** Supplied text **
The 1990s were a strange decade for climate science. On one hand, researchers were issuing increasingly specific warnings about what a warming planet would look like. On the other, those warnings were widely dismissed, ridiculed, or filed away as distant speculation. Three decades later, the scorecard is striking.
Some predictions landed almost exactly on target. Others were accurate in direction but underestimated the scale of what was coming. A few missed the mark in surprising ways. Looking back at the decade’s major forecasts offers a clearer picture of what science can and can’t do, and of just how much has already changed.
1. Global Temperatures Would Keep Rising

In 1990, the Intergovernmental Panel on Climate Change released its First Assessment Report, predicting global warming of about 1.1 degrees Celsius between 1990 and 2030. Critics at the time called the forecast alarmist and argued the models were too simplistic to be trusted. The accuracy of the 1990 predictions is notable because scientists, at that time, relied on much more simplistic computer models than those now used to simulate the future.

** Excerpted records **
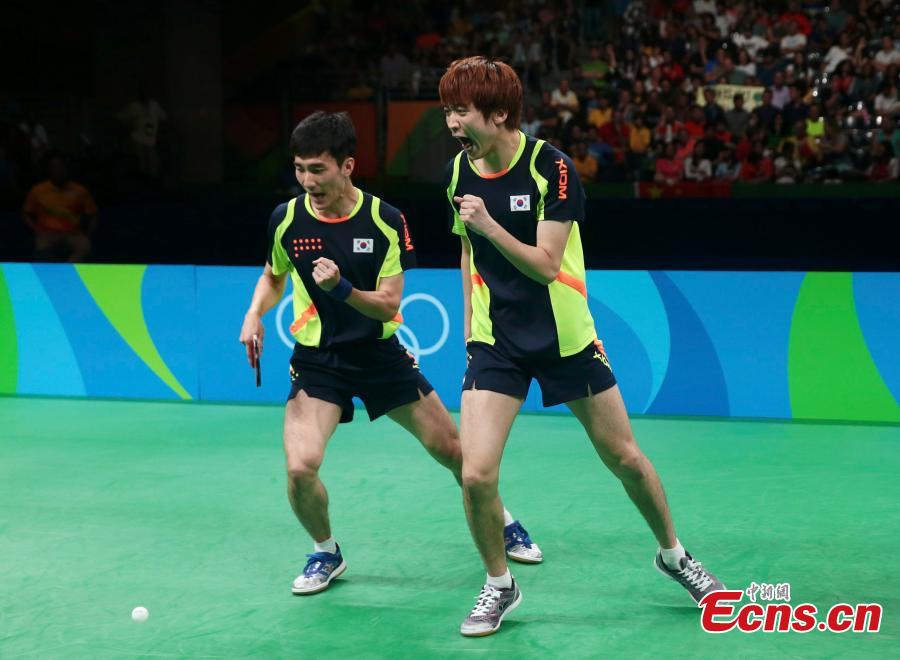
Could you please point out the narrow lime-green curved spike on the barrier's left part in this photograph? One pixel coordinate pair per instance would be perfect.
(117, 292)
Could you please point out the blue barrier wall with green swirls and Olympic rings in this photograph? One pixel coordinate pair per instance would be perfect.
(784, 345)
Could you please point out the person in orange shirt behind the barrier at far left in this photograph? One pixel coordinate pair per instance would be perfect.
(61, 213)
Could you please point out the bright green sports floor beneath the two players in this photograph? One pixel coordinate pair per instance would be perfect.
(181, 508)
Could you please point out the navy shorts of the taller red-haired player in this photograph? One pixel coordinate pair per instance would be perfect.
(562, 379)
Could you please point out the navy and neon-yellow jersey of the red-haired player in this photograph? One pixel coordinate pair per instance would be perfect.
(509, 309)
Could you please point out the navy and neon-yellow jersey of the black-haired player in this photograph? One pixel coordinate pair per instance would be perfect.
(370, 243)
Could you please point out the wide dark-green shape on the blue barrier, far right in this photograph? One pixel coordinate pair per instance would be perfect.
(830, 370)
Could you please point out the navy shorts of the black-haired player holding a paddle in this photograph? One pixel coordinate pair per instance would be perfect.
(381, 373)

--

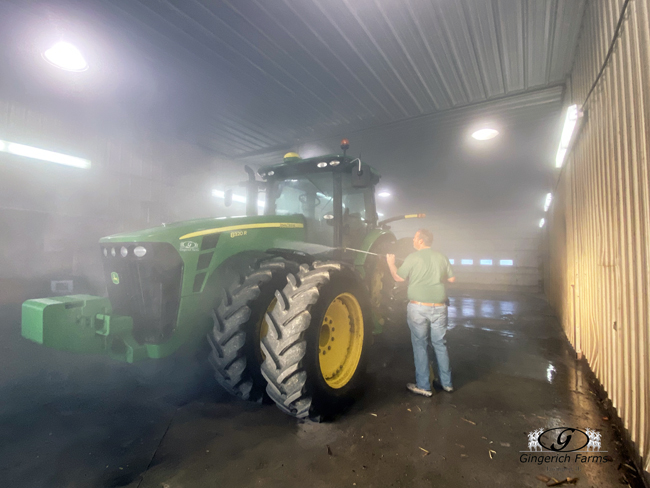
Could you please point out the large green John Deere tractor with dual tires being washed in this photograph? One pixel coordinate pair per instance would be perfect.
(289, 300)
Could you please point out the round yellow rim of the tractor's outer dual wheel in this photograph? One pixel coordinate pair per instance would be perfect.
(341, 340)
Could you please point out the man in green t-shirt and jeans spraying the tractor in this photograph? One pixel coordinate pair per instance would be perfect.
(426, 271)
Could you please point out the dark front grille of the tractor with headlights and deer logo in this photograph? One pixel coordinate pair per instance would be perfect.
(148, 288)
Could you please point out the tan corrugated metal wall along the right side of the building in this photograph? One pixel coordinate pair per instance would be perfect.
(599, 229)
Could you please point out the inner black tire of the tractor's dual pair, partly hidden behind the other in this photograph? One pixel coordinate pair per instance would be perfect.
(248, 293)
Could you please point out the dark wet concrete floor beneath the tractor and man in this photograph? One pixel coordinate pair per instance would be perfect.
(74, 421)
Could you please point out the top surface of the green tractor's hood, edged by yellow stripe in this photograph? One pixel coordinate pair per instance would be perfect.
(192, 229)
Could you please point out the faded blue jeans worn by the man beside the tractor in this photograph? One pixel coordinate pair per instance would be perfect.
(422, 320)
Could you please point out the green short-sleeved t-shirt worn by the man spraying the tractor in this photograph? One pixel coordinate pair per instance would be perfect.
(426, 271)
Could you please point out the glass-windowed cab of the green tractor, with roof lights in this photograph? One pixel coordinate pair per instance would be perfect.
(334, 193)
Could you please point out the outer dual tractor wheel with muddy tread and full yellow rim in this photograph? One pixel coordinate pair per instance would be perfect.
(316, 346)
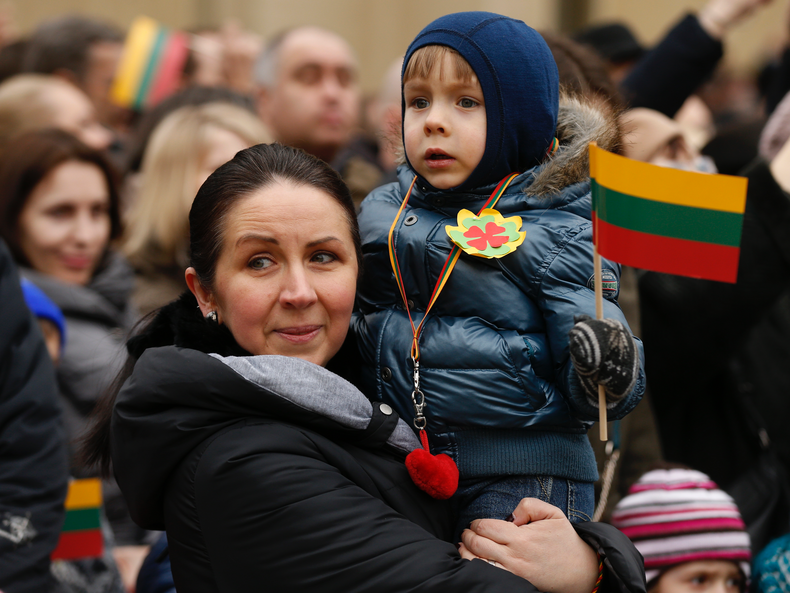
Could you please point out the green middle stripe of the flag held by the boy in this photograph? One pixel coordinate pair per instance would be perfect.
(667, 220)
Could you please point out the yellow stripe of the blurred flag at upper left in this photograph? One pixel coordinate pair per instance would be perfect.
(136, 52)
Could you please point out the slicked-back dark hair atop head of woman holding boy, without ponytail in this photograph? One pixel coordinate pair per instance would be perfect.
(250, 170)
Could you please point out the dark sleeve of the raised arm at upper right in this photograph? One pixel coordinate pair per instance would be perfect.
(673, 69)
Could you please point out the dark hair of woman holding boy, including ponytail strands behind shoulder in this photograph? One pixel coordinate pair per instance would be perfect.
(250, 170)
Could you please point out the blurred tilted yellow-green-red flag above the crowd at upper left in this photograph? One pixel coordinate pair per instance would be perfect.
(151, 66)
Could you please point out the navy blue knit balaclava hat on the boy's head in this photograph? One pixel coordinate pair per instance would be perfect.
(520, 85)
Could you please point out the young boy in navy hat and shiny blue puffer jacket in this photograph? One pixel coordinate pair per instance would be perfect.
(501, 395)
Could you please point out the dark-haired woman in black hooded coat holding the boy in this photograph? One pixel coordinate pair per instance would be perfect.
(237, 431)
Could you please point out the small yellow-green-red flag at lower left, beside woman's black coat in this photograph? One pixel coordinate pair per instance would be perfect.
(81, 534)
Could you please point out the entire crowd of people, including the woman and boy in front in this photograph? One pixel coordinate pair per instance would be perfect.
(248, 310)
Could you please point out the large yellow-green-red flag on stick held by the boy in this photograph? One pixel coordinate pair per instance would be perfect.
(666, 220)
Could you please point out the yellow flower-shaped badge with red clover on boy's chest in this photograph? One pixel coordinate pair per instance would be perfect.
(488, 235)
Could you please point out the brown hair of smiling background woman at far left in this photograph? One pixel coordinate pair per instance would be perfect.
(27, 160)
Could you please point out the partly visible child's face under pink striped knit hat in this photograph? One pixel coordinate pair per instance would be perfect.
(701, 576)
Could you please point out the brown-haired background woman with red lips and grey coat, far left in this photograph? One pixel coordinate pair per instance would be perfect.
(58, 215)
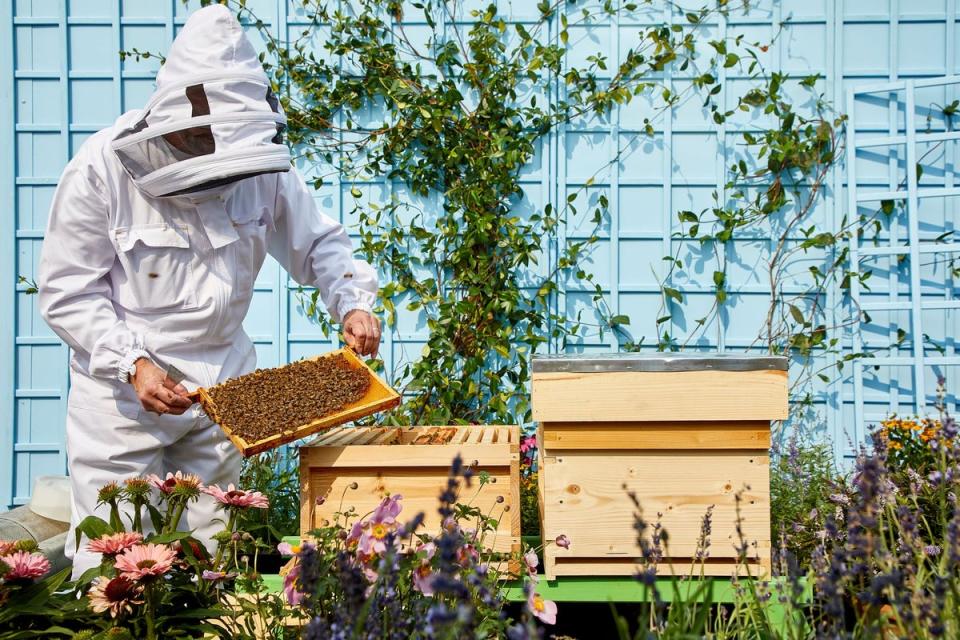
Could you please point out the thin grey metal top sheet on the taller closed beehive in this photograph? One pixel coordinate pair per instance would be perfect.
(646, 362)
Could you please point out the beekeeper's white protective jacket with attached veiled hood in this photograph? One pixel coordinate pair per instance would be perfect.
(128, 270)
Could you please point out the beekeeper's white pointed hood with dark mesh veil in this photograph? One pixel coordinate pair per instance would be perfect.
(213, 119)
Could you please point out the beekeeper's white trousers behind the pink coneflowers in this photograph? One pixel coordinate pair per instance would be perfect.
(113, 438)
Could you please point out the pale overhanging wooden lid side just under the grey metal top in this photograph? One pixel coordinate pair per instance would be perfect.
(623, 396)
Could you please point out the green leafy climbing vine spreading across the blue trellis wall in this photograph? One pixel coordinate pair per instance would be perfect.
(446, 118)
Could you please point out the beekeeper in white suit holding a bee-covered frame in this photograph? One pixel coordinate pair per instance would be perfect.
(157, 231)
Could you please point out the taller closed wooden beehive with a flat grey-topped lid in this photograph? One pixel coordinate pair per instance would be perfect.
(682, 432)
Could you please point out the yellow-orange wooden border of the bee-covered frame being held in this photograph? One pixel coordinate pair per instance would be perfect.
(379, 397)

==

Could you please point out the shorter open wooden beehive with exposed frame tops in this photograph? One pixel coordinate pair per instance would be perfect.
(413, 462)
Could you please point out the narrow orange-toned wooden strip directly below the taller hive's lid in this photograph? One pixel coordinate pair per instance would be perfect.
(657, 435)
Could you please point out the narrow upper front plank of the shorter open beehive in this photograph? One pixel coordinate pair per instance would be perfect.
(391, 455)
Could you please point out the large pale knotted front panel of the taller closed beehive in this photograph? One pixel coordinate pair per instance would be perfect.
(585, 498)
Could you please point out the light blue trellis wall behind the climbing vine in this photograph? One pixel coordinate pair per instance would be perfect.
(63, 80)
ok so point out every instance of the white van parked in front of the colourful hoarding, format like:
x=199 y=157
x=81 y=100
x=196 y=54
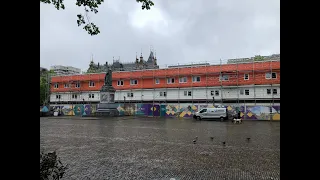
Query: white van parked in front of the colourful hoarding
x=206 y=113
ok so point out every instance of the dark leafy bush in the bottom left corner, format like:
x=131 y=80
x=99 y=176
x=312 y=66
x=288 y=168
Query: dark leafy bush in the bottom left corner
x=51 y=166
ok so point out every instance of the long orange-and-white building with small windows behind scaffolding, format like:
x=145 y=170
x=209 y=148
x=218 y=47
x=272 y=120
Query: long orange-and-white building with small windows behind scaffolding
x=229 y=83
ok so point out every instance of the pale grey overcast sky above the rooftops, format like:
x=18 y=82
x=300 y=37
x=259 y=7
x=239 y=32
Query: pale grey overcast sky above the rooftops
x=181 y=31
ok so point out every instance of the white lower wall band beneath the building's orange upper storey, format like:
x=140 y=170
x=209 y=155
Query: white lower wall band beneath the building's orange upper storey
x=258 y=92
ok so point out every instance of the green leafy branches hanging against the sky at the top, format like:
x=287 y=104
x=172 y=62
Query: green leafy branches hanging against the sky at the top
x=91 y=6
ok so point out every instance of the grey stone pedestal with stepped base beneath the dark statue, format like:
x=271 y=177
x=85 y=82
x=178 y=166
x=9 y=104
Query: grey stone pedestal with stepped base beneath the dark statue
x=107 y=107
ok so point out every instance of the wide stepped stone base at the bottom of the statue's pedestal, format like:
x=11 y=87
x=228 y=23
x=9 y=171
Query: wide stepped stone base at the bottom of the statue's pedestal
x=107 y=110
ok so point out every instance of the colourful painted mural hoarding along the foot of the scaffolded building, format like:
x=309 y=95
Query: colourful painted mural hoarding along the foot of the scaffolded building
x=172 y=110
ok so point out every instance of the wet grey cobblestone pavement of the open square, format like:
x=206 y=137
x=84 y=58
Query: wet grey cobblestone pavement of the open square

** What this exercise asks **
[A] In the piece on 1990s climate predictions, how much global warming between 1990 and 2030 did the IPCC's First Assessment Report predict?
[B] Carry on the piece on 1990s climate predictions from its last sentence.
The material above was drawn from a different source than the text.

** Exercise results **
[A] About 1.1 degrees Celsius.

[B]
To evaluate the prediction, researchers gathered statistical data from various agencies around the world and discovered two sets of temperature averages for 1990 through 2010, showing increases of 0.35 and 0.39 degrees Celsius respectively. After adjusting for naturally occurring fluctuations, the results fit almost perfectly with the predictions made decades earlier. The core finding held: the planet was warming, broadly in line with what scientists had projected using tools their critics dismissed as primitive.
2. Sea Levels Would Rise Measurably

In 1996, the IPCC published an assessment report projecting that the most likely amount of global sea-level rise over the next 30 years would be almost 8 centimeters, remarkably close to the 9 centimeters that has actually occurred. Satellite monitoring, which began around the same time as the projection, has now provided three decades of confirmation. A comparison of mid-1990s climate projections with what has played out since was published by two Tulane University researchers in Earth’s Future, an open-access journal of the American Geophysical Union.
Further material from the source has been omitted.